_Task requirements_.
[A] Answer these questions using the blog post about mobile phones feeling temporary:
(i) Which app does the writer's new mobile refuse to let work?
(ii) How often are the phones replaced by a "free upgrade"?
(iii) Which phone maker already does something like slotting in new components?
[B] Return the passage from the blog post about mobile phones, starting with "I’d really like" and going on through "level or other.".
[C] Carry the blog post about mobile phones feeling temporary further, picking up after its final sentence.

_Page extract_.

/---

January 26, 2007 ・ Blog

For reasons I’ll most likely go into very soon, I’ve been thinking quite a bit lately about transitory things and how one doesn’t invest much in something that one knows won’t last. Grappling this morning with my new mobile’s obscure refusal to allow Opera Mini to work, I started thinking about how sadly temporary mobile phones feel.

Replaced by a “free upgrade” every year, it often seems futile investing in them the time in making them mine. As a result, they always have an edge of awkwardness, because I can’t be arsed to iron out the little quirks that prevent them from being perfect - well, good - companions.

I’d really like these plastic shells to stop feeling so temporary. Perhaps phone makers could start designing facsias that are meant to last more than a year, both functionally and aesthetically, that allow you to slot new components in as they become obsolete? Vertu (to justify its breathtaking price range) does this to some extent already, so it must be possible on some level or other.

\---

_Material provided_.

/---

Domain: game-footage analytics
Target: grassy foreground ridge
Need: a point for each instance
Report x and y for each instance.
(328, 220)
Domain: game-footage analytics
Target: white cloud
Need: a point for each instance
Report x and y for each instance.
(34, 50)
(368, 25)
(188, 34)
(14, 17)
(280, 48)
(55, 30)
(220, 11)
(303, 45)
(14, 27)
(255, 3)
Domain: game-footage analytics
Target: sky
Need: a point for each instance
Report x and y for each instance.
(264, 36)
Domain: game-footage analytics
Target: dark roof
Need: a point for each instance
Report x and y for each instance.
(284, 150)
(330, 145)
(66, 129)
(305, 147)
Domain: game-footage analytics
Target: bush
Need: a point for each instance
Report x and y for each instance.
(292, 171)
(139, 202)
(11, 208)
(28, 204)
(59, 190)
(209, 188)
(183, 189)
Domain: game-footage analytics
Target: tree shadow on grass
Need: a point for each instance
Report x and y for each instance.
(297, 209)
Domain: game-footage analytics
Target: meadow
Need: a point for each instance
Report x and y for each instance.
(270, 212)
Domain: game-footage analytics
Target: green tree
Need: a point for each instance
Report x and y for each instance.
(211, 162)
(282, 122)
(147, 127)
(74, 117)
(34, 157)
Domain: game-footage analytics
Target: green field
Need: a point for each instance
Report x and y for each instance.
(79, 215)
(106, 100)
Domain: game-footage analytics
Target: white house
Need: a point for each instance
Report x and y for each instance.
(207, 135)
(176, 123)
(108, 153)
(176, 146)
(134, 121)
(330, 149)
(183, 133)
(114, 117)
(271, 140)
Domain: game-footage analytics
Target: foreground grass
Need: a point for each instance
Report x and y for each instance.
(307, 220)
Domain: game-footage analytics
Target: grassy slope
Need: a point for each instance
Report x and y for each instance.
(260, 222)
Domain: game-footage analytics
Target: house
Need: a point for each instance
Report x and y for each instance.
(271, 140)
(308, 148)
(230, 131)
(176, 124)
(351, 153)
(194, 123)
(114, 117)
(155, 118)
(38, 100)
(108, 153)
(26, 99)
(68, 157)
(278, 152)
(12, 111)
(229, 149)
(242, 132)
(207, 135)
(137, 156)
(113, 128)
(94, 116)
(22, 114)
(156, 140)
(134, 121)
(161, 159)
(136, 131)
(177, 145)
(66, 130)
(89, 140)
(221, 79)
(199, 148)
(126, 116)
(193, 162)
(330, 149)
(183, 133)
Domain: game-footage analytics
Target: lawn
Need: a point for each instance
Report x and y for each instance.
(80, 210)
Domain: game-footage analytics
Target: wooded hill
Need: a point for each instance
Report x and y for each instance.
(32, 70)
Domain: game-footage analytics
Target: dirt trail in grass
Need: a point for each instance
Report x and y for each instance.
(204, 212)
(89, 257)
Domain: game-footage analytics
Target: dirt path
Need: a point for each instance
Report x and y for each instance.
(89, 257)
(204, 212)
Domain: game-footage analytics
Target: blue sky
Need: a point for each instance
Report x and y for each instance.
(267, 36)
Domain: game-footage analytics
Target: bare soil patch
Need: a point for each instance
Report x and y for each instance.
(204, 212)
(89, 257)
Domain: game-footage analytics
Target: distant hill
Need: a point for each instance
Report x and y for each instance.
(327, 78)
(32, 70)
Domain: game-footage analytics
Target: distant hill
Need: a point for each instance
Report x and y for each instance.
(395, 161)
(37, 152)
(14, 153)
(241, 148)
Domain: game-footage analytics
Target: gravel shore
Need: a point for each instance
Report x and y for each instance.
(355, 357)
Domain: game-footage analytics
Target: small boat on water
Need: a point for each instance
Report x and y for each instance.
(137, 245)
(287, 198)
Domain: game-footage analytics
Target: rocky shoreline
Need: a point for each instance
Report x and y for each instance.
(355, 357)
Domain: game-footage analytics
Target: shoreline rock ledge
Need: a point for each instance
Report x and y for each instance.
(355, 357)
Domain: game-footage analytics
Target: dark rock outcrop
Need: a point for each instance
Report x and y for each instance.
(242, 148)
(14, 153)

\---

_Answers for the exercise_.
[A]
(i) Opera Mini
(ii) Every year
(iii) Vertu

[B]
I’d really like these plastic shells to stop feeling so temporary. Perhaps phone makers could start designing facsias that are meant to last more than a year, both functionally and aesthetically, that allow you to slot new components in as they become obsolete? Vertu (to justify its breathtaking price range) does this to some extent already, so it must be possible on some level or other.

[C]
It should be also easier to transfer your phone’s soul to another - its settings, wallpapers, ringtones, Java games and applications, text messages and contacts, notes, calendar, photos and movies. It’s not enough to simply transfer the rudiments of personality embodied in their SIM cards.

Why does this matter? Well, I think its all too easy for technology designers to forget getting people to hang on and appreciate the present, even as their products continue their headlong rush towards carrot-and-stick promises of perfection.